Vorgegebener Text:
★ ★ ★
Bundesrat vereinfacht Verfahren

Das bedeuten die neuen Tempo-30-Regeln für Luzern

Der Bundesrat will bei Tempo 30 aufs Gas drücken. (Bild: Adobe Stock)

Der Weg zu neuen Tempo-30-Zonen wird von einem gewichtigen Stolperstein befreit. So will es der Bundesrat und so wollen es die Städte. Wird Tempo 30 damit zum neuen Standard? zentralplus hat nachgefragt.

Tempo 30 bleibt das heisseste Eisen der Verkehrspolitik. Die einen sehen in der Temporeduktion einen Befreiungsschlag für diverse Ärgernisse im stockenden Alltagsverkehr. Die anderen verfluchen Tempo 30 als Herold eines imminent bevorstehenden totalen Verkehrskollapses.

Tatsache ist, dass das Thema die Politik auf praktisch allen Stufen zu beschäftigen vermag. Zuletzt auch den Bundesrat. Dieser will jetzt das Verfahren für die Realisation neuer Tempo-30-Zonen vereinfachen. Das Vorhaben dürfte bei den Interessenverbänden, den Städten und Gemeinden und der Politik die unterschiedlichsten Reaktionen auslösen.

Was aber bedeuten die vom Bundesrat vorgesehenen Verordnungsänderungen für Luzern? zentralplus beantwortet die wichtigsten Fragen dazu.

1. Was schlägt der Bundesrat vor?

Der Bundesrat will die Anordnung von Tempo-30-Zonen auf den siedlungsorientierten Strassen (in der Regel Quartierstrassen) erleichtern. Generell gilt auf den Strassen in den Innenortsbereichen Tempo 50. Um davon abzuweichen, also um beispielsweise eine Tempo-30-Zone einzurichten, braucht es heute ein Gutachten.

Der Bundesrat schlägt nun vor, dass für die Anordnung von Tempo-30-Zonen auf diesen Strassen auf das Gutachten verzichtet werden kann.

2. Was ist das Problem mit den Gutachten?

Die Kritik an den entsprechenden Gutachten besteht schon seit einiger Zeit. Inhaltlich seien sie oftmals eine reine Formalität, monieren die Gegner dieser Vorgabe. Diese Formalität ist aber mit happigen Kosten verbunden.
★ ★ ★
Datenauszug:
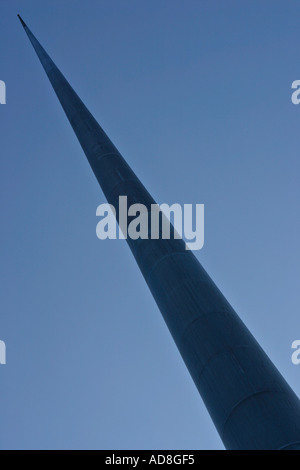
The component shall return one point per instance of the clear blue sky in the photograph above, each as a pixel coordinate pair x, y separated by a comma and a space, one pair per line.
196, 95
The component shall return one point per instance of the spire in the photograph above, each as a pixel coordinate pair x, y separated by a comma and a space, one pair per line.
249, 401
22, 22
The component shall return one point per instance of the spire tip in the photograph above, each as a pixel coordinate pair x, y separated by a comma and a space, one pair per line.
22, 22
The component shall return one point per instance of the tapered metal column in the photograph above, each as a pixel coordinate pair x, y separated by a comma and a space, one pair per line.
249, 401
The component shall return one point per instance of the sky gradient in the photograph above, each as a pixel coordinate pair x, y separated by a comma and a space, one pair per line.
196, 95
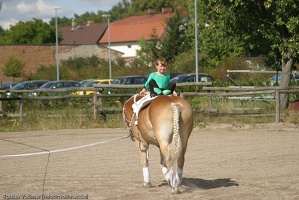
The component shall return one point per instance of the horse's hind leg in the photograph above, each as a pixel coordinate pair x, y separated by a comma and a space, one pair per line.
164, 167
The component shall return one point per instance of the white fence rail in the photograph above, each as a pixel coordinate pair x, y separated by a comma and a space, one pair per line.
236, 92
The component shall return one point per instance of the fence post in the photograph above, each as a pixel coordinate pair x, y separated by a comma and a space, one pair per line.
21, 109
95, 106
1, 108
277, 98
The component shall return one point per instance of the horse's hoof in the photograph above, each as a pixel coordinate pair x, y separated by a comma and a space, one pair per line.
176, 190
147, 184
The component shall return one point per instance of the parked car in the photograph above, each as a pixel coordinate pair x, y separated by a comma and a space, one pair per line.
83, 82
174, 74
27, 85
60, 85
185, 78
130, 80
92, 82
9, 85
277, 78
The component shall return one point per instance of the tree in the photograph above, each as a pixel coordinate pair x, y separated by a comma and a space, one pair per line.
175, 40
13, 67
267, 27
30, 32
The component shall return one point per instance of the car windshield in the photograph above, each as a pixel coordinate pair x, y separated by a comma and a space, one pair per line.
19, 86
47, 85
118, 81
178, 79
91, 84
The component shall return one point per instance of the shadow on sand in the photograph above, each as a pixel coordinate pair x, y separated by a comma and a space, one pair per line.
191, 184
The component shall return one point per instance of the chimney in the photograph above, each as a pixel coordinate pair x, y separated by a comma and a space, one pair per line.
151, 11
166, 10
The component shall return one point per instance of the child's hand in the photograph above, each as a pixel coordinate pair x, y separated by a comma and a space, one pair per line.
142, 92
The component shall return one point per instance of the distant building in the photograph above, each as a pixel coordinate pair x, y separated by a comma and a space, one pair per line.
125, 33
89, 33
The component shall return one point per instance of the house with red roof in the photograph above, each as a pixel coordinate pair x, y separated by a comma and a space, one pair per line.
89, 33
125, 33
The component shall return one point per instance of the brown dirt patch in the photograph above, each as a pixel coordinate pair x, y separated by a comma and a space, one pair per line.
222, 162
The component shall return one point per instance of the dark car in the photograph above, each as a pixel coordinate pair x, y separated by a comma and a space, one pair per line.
★ ★ ★
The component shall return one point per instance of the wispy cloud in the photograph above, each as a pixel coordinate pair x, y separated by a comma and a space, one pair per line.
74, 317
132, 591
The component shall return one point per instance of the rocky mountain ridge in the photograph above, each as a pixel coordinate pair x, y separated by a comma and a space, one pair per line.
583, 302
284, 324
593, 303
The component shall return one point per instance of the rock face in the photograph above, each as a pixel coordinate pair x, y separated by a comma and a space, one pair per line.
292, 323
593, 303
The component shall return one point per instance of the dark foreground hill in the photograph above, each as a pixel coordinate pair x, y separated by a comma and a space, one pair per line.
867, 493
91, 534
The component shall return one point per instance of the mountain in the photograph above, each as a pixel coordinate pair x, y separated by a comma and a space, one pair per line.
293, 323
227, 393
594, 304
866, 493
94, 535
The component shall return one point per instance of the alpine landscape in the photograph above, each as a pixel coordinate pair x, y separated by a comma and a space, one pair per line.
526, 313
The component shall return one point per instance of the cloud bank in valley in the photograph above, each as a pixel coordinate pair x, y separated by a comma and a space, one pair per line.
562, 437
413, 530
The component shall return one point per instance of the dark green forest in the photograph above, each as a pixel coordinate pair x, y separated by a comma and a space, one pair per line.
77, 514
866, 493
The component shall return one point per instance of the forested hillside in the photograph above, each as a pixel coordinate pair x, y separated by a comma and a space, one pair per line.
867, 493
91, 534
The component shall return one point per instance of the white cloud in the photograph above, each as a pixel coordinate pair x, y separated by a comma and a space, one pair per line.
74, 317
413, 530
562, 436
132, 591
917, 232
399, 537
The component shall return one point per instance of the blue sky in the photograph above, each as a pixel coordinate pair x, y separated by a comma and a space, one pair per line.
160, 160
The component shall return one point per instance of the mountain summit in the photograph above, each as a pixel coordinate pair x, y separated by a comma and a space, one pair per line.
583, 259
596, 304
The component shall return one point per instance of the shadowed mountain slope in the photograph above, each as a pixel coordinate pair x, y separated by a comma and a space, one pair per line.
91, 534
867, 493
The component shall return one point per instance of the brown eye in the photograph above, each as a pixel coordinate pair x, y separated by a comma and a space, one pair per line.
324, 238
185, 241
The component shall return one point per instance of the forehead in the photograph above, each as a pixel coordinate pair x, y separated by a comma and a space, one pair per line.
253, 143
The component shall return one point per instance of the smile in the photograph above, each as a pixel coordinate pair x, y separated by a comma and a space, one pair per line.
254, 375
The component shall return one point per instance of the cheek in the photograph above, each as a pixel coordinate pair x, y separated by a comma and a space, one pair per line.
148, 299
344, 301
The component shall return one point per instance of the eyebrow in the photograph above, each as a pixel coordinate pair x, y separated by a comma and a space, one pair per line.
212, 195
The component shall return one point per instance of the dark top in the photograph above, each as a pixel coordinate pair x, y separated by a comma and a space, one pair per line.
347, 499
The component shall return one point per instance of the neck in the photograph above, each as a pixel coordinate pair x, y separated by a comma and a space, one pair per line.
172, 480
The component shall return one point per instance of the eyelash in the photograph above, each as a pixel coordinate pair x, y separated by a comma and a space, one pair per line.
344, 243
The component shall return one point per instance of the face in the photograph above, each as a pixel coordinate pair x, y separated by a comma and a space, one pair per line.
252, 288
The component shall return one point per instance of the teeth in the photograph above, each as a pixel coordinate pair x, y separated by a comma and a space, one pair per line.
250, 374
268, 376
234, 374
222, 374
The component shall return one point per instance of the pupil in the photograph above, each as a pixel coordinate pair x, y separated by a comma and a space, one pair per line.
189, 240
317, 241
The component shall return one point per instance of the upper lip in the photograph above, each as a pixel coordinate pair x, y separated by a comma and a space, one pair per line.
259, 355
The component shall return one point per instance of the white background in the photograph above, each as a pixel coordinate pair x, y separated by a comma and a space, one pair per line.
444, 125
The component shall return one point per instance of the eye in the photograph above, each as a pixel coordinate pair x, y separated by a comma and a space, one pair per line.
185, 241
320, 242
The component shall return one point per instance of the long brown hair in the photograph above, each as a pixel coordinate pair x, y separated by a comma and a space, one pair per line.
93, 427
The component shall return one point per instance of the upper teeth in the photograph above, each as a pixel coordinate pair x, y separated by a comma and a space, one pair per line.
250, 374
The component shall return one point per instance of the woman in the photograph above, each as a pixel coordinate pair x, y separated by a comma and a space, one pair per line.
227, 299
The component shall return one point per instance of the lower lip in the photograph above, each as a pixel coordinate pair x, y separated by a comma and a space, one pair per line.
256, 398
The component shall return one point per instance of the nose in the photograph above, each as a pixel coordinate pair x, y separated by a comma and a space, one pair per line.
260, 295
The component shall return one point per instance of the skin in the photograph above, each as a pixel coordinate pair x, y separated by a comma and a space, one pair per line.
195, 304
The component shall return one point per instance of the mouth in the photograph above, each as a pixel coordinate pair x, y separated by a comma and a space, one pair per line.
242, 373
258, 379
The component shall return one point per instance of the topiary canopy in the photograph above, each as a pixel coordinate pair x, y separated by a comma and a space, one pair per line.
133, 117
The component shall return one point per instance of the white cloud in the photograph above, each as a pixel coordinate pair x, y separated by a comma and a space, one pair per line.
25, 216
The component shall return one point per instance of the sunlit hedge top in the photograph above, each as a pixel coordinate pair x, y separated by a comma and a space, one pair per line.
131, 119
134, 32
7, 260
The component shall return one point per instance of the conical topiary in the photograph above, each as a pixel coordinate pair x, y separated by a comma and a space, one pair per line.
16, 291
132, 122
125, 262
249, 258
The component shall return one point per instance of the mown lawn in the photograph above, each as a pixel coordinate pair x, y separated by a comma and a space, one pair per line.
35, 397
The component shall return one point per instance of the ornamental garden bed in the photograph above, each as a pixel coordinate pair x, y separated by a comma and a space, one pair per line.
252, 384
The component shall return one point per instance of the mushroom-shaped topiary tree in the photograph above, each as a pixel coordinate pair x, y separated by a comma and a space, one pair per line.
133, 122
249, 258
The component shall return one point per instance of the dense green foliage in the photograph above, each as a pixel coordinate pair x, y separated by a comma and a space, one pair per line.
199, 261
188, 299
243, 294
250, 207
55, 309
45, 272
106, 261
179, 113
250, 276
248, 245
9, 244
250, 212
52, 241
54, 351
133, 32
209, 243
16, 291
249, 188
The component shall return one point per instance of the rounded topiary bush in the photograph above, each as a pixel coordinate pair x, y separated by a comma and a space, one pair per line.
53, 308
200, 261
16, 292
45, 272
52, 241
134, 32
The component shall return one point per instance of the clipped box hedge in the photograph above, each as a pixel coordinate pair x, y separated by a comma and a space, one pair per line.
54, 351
★ ★ ★
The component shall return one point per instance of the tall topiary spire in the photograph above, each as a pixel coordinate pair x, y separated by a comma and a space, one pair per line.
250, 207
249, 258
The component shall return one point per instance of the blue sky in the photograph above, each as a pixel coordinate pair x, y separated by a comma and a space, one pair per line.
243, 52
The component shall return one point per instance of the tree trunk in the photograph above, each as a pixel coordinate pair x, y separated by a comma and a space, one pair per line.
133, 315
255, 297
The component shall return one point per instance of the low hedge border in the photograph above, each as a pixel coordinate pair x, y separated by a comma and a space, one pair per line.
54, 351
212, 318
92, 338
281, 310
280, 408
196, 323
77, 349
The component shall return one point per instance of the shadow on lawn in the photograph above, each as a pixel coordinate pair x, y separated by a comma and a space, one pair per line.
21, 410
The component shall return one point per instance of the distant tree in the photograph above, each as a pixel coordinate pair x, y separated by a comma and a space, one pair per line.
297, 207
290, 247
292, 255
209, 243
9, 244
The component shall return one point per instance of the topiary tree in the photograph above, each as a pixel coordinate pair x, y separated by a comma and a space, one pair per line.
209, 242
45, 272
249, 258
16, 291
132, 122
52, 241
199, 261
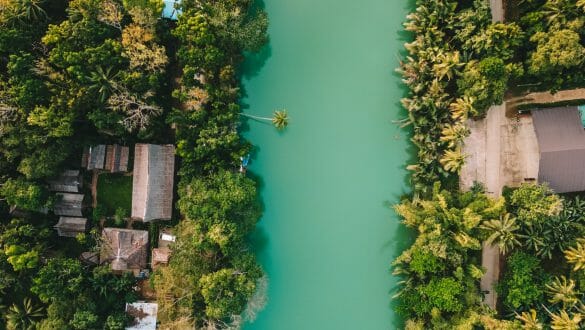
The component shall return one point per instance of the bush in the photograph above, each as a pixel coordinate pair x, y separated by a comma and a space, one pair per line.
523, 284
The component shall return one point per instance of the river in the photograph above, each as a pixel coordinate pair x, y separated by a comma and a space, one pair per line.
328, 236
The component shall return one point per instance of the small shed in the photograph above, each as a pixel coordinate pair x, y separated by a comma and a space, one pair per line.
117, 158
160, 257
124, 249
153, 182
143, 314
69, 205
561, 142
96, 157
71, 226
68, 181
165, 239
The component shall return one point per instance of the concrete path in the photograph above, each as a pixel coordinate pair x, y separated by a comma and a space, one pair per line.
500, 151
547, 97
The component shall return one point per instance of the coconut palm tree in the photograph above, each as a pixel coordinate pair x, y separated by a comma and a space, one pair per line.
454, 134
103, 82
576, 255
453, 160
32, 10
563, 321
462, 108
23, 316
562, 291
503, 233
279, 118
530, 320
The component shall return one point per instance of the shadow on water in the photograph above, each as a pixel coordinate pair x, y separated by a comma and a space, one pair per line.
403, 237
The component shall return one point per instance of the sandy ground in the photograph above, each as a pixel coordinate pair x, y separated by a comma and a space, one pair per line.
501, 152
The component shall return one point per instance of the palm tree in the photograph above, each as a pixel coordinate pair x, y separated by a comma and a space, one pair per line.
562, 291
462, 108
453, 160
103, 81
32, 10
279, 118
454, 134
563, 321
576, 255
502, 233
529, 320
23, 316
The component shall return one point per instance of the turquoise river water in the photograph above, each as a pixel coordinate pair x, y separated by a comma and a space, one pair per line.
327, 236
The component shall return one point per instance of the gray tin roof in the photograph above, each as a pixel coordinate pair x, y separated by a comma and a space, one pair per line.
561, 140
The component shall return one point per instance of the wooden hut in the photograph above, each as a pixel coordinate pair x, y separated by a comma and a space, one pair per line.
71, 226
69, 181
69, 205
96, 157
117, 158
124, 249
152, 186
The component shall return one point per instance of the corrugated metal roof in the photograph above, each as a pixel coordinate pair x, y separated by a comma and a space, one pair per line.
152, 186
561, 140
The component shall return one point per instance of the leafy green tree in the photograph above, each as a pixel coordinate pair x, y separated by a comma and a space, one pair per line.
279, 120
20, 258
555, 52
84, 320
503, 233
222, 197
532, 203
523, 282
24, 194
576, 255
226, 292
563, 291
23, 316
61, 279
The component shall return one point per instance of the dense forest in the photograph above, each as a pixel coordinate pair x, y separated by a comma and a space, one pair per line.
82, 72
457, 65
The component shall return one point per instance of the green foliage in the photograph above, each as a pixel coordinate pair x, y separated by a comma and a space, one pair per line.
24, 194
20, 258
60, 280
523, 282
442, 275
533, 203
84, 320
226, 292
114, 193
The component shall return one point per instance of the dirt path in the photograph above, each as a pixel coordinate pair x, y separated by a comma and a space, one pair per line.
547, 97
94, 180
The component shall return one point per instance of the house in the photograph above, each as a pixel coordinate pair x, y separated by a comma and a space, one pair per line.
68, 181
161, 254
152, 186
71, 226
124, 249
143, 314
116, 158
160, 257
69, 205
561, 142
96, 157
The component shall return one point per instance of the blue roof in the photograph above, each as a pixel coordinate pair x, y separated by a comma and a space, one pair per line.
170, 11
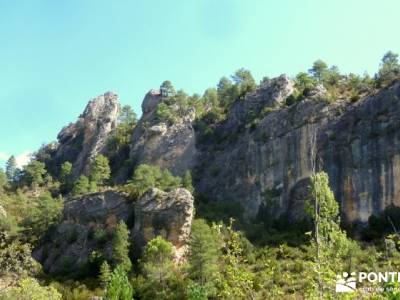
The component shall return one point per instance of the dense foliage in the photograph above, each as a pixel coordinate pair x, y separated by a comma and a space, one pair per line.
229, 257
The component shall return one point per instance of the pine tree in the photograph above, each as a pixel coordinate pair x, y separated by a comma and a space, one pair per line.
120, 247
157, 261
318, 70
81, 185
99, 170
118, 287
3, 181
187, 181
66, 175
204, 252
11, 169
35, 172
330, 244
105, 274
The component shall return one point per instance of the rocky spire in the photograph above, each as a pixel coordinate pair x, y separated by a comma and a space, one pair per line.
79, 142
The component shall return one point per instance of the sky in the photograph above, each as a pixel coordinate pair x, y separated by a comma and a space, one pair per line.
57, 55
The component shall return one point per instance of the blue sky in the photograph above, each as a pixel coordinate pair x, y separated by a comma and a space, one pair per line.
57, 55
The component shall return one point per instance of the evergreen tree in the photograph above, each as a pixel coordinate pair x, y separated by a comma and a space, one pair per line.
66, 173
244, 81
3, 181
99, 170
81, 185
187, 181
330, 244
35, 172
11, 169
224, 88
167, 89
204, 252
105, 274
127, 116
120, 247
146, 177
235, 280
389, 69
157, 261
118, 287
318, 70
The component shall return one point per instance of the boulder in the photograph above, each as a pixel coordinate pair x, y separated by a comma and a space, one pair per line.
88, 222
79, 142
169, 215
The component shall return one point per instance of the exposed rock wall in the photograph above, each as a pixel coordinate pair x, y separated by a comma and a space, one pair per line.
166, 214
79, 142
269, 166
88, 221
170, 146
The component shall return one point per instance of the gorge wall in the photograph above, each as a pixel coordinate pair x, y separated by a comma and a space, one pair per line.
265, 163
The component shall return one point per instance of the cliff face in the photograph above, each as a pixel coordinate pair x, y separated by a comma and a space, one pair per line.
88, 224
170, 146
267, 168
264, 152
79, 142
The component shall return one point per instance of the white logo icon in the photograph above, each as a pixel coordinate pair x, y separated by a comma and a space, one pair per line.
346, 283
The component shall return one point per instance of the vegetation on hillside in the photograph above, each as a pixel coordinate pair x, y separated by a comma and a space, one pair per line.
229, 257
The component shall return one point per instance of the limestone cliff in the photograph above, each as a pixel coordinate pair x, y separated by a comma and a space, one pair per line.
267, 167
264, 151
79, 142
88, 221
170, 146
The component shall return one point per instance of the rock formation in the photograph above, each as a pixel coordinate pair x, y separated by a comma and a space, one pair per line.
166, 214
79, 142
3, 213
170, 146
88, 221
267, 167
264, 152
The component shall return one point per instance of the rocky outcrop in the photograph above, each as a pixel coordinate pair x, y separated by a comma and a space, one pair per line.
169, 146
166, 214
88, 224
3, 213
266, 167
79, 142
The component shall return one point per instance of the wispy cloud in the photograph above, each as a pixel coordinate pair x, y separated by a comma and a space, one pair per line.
★ ★ ★
Arbeitsanweisung:
Schreiben Sie den Text über die Tempo-30-Regeln bitte neu, beginnend bei „Der Bundesrat will bei“ und endend bei „zentralplus hat nachgefragt.“, und setzen Sie dabei „Hindernis“ anstelle von „Stolperstein“ ein. Die Auflistung spielt hierfür keine Rolle.

Ergebnis:
Der Bundesrat will bei Tempo 30 aufs Gas drücken. (Bild: Adobe Stock)

Der Weg zu neuen Tempo-30-Zonen wird von einem gewichtigen Hindernis befreit. So will es der Bundesrat und so wollen es die Städte. Wird Tempo 30 damit zum neuen Standard? zentralplus hat nachgefragt.